The military insistently seek to move away from extreme ideological poles, adopting a technical profile and are often critical of the government itself (Vice President General Hamilton Mourão has openly voiced criticism of various areas of the government), while Olavo de Carvalho’s followers (notably the Minister of Education and the Chancellor, as well as the sons of Bolsonaro who has great weight in the government) seek to impose a conservative and… nonsensical agenda. An exact term is missing to define the erratic character of Olavo de Carvalho — called “Trotsky of the Right” by General Villas Boas, former commander of the army — and his followers.
For the military, the replacement of one dominant ideology (from the left) by another (from the right) does not contribute to the country, but only inflates supporters. According to experts, the ideological vindictiveness promoted by the olavist fraction of the government delays and distracts the government from the reforms they claim are necessary for the country. Olavo has publicly criticised the military — many of them laden with personal offenses and curse words — who feel disrespected. For Olavo, the generals, as well as the media, would be communists.
Bolsonaro, without any political skill, insists that there is no crisis.
And the economy in tatters
As the government disintegrates, the country faces an unprecedented crisis, with unemployment reaching 12.7% (or 13.4 million unemployed), and without effective leadership governing the country. The government has blocked 100% of the resources of 140 diverse projects from 11 ministries. The cuts are part of the 29.792 billion reais (aprox. 7 billion dollars) blockade of the 2019 Union Budget to overcome the crisis. In addition, another 300 projects have had more than 40% of the funds frozen so far.

> TASK 1: Retype the section of the passage on Brazil's government and economy starting with "And the economy" and going on through "frozen so far.", without any changes.
> TASK 2: Write the next part of the passage on Brazil's government and economy, picking up after its final sentence.

> DATASET:
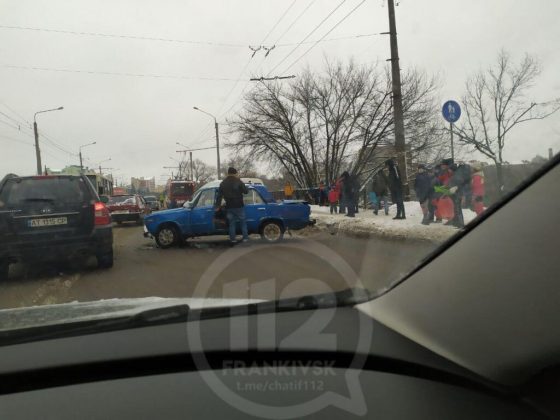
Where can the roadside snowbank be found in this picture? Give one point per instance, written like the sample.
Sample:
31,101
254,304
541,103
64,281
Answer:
367,224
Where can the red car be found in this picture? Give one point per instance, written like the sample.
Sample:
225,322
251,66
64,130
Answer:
128,208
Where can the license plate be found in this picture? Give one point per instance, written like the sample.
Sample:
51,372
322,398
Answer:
51,221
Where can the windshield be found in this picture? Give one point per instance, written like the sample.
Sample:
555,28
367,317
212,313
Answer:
122,199
181,189
370,143
20,192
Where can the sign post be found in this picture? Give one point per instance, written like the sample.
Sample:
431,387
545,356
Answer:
451,113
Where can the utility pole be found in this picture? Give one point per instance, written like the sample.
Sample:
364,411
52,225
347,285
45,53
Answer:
400,144
217,147
217,138
36,132
37,150
192,170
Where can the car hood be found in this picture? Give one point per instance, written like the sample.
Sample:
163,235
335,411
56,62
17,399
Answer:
171,211
17,318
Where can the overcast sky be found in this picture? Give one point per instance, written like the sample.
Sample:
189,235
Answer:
137,120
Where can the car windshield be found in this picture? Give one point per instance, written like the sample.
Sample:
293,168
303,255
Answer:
122,199
19,192
373,133
181,189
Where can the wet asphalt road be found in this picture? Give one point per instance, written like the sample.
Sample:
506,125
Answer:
308,262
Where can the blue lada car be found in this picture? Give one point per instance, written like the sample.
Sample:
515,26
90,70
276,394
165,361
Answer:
199,217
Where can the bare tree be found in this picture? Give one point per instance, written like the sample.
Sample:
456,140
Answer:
495,102
321,124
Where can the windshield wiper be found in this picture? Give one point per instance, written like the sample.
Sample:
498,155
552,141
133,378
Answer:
346,297
149,317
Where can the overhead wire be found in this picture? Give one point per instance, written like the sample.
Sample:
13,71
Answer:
296,20
121,74
307,36
332,29
147,38
134,37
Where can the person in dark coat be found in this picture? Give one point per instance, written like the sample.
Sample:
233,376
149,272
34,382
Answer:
394,181
232,190
423,188
379,187
458,183
355,191
348,194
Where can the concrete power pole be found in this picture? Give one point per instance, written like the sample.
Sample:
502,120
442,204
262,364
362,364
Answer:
400,144
192,170
37,150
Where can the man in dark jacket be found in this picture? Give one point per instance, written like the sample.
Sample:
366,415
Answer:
423,189
232,190
379,187
348,185
394,181
457,184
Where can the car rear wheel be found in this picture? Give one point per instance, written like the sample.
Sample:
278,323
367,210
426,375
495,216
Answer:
272,231
105,260
167,236
4,269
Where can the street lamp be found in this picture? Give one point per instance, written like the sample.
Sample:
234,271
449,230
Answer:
36,131
217,137
103,161
81,147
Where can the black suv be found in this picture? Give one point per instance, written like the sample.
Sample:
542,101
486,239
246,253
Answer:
50,218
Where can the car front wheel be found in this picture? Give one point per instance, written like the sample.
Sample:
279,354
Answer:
167,236
4,270
272,231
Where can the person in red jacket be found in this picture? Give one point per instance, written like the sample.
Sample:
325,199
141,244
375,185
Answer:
477,188
333,200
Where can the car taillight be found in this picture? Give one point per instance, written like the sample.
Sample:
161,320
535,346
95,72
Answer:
102,215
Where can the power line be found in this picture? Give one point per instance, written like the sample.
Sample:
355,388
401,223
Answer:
16,113
278,21
134,37
249,62
294,22
16,140
146,38
107,73
332,29
307,36
330,39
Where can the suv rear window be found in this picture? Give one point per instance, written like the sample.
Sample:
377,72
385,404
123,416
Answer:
122,199
19,191
181,189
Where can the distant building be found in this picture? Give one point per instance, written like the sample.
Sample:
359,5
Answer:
142,185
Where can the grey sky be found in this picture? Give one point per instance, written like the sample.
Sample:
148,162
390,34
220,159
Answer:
137,120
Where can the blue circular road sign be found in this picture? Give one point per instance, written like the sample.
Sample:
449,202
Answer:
451,111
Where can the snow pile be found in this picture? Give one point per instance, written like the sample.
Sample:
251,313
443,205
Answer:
368,224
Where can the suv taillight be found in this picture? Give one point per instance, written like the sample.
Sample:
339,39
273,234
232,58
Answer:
102,215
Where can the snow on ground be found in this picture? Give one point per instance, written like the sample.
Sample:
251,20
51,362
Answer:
368,224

> TASK ANSWER 1:
And the economy in tatters
As the government disintegrates, the country faces an unprecedented crisis, with unemployment reaching 12.7% (or 13.4 million unemployed), and without effective leadership governing the country. The government has blocked 100% of the resources of 140 diverse projects from 11 ministries. The cuts are part of the 29.792 billion reais (aprox. 7 billion dollars) blockade of the 2019 Union Budget to overcome the crisis. In addition, another 300 projects have had more than 40% of the funds frozen so far.

> TASK ANSWER 2:
Experts say that the Brazilian economy oscillates between stagnation and depression, with loss of purchasing power of the population and unemployment and marginal GDP growth.
In apparent despair in the face of the immense economic crisis and his inability to carry out effective political coordination with Congress to approve his proposed measures, Bolsonaro shared via WhatsApp anonymous text (the authorship was later attributed to a public official affiliated to the Novo (New), a liberal-turned-far-right party informally allied to Bolsonaro) in which Brazil is described as “ungovernable.” A few days later, the president released, on Facebook, a video in which an evangelical pastor calls him “chosen by God”.
Worse, there is not even a minimally organized opposition. The Workers Party (PT), after having thrown the country into crisis during the Dilma administration, seems more concerned about defending the freedom of its main leader, former president Lula da Silva, who has been sentenced twice for corruption and money laundering with added sentences that exceed 24 years in prison. Also, PT still pays the price for having promoted the demobilisation (and even criminalisation) of unions and social movements during the years in which the party was in power.
Other parties and candidates defeated in the past presidential election, such as Marina Silva and Ciro Gomes, have not been not capable of agglutinating the opposition to Bolsonaro who, however, seems capable of sinking his own government without outside help.
Thus, the reforms proposed by Bolsonaro during the campaign do not seem will be carried out so soon, not only because of the political inability of the government, but also because of the internal crisis in which Bolsonaro has got itself into. It is necessary to wait and see what the possible effects of the pro-government demonstrations will be in the medium and long term, as well as whether the opposition will have the capacity to maintain pressure beyond a single day of mobilisations.
This article is based on “Jair Bolsonaro: 6 month to destroy the education system of a country” published by The Wry Ronin, “Brazil’s fascist president fails to deliver on far-right reforms” published by Crikey and a forthcoming article for Razpotja magazine that will be published in Slovenian later this month.